**Task brief:**
Write the next part of the Hogan Lovells trainee text below, starting after its final sentence.

Top Tips from Trainee Mounir Haddad

Hogan Lovells trainee Mounir gives his top tips for navigating the training contract application process…

  1. Use your university’s careers office: They are a great ally and will help you prepare for interviews, proofread your application.
  2. Practice: I cannot stress enough the importance of practising as much as possible for training contract interviews, online tests and group exercises. The internet is full of help so make use of everything you can find.
  3. Don’t underestimate your non-legal work experiences: You are likely to have picked up important skills such as teamwork, resilience so don’t be hesitant to talk about them in your application answers and interviews. These are vital for every lawyer and will help you show off your competencies.
  4. Always be yourself: Your personality and differences are your strengths. Being yourself will help both you and Hogan Lovells find out if you are a good fit.
  5. Be inquisitive and ask questions: Hogan Lovells loves people who want to find out more about the firm so don’t be afraid to ask.

Helen Poulson

Why Hogan Lovells? With Helen Poulson

“I now have a greater appreciation of how we weave these different types of legal work together to make a whole.”

For me, what sets Hogan Lovells apart is the people. When the pressure’s on there’s a real sense of the team pulling together. My intake is a diverse group of people, around half are from a non-law background. Everyone takes pride in their work, but without losing their sense of fun. There is a real commitment to pro-bono and citizenship work, which is evident in every part of the firm.

**Extracted information:**
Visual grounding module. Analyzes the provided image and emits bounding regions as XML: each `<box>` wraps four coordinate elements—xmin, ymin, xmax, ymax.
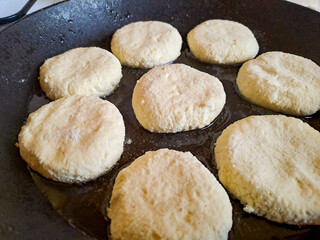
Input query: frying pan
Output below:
<box><xmin>0</xmin><ymin>0</ymin><xmax>320</xmax><ymax>239</ymax></box>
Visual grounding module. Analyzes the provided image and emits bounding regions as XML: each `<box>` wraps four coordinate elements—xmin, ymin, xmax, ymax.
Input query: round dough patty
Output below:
<box><xmin>237</xmin><ymin>52</ymin><xmax>320</xmax><ymax>116</ymax></box>
<box><xmin>108</xmin><ymin>149</ymin><xmax>232</xmax><ymax>240</ymax></box>
<box><xmin>40</xmin><ymin>47</ymin><xmax>122</xmax><ymax>100</ymax></box>
<box><xmin>187</xmin><ymin>19</ymin><xmax>259</xmax><ymax>64</ymax></box>
<box><xmin>111</xmin><ymin>21</ymin><xmax>182</xmax><ymax>68</ymax></box>
<box><xmin>19</xmin><ymin>96</ymin><xmax>125</xmax><ymax>183</ymax></box>
<box><xmin>215</xmin><ymin>115</ymin><xmax>320</xmax><ymax>224</ymax></box>
<box><xmin>132</xmin><ymin>64</ymin><xmax>226</xmax><ymax>132</ymax></box>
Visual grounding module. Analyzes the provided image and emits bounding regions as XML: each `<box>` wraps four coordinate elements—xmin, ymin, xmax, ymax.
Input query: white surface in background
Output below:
<box><xmin>0</xmin><ymin>0</ymin><xmax>63</xmax><ymax>18</ymax></box>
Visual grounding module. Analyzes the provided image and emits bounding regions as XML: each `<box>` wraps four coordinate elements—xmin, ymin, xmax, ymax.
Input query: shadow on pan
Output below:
<box><xmin>0</xmin><ymin>0</ymin><xmax>320</xmax><ymax>239</ymax></box>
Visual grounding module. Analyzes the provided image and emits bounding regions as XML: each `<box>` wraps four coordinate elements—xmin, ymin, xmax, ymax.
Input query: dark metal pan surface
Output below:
<box><xmin>0</xmin><ymin>0</ymin><xmax>320</xmax><ymax>240</ymax></box>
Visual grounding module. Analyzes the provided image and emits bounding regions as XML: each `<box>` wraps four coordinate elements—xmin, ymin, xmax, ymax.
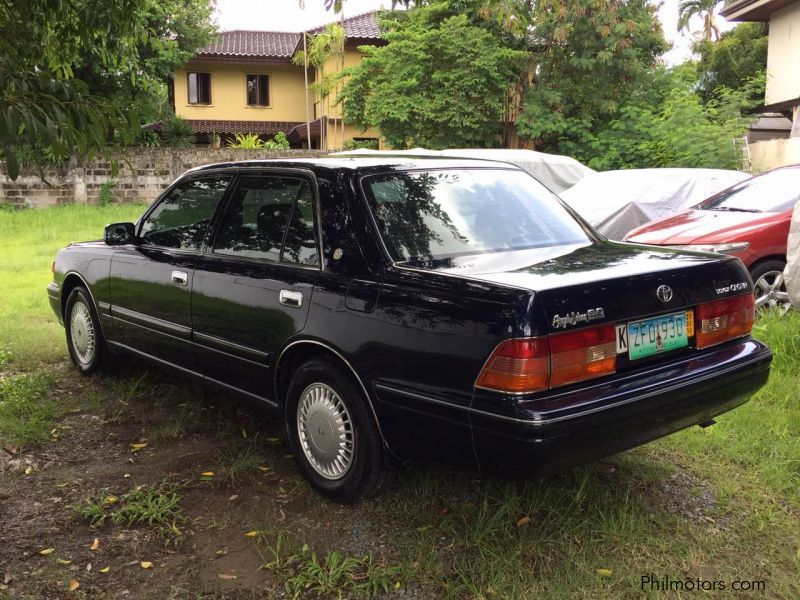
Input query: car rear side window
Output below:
<box><xmin>363</xmin><ymin>169</ymin><xmax>589</xmax><ymax>262</ymax></box>
<box><xmin>139</xmin><ymin>176</ymin><xmax>231</xmax><ymax>250</ymax></box>
<box><xmin>213</xmin><ymin>176</ymin><xmax>318</xmax><ymax>265</ymax></box>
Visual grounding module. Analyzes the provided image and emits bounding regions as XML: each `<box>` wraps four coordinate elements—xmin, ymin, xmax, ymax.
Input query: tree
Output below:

**Answer:**
Different practice areas have different ways of working. In International Arbitration it’s very collaborative, where you often work in smaller teams. It’s very common for lawyers to pop in and out of each other’s offices to discuss certain points.

Before I joined Hogan Lovells, the law was more of an academic concept to me. Now I see it as a toolkit that we use to fix our clients’ problems, and we don’t use just one tool at a time! In International Arbitration, we must gather relevant facts from witnesses, construct legal arguments, stay focused to the procedural aspects that arise and respond to what the other side is doing. I now have a greater appreciation of how we weave these different types of legal work together to make a whole.

I’ve also learned that different industries have their own internal practices and standards, and it’s our job to recognise and understand them. There’s no point giving a business advice if that advice is incompatible on a practical level with the way the business operates.

I learned quite a bit about business on my induction. All trainees take part in the Hogan Lovells BaSE programme, which teaches you about business basics and what’s behind client decision-making. We were split into small teams and each team was given a client to advise over six months. I gained invaluable experience of managing the client relationship and the overall matter.

Though I’m only in my first seat, I’ve managed to have not one, but two brilliant supervisors who’ve both been very supportive. It’s inevitable that the experienced people you work with are going to have a big impact on your career which is why (in my opinion) a Hogan Lovells training contract is among the best!

Amy Harding

My Hogan Lovells Training Contract Journey So Far: Amy Harding

“We’re encouraged to keep on top of legal and regulatory developments which affect our practice.”

It’s difficult to sum up the people who work at Hogan Lovells – we’re all so different. On the whole, the main thing to say is that the people you’ll meet at the firm are intelligent, driven and encouraging: they work hard but will always make the time to offer advice if you need it.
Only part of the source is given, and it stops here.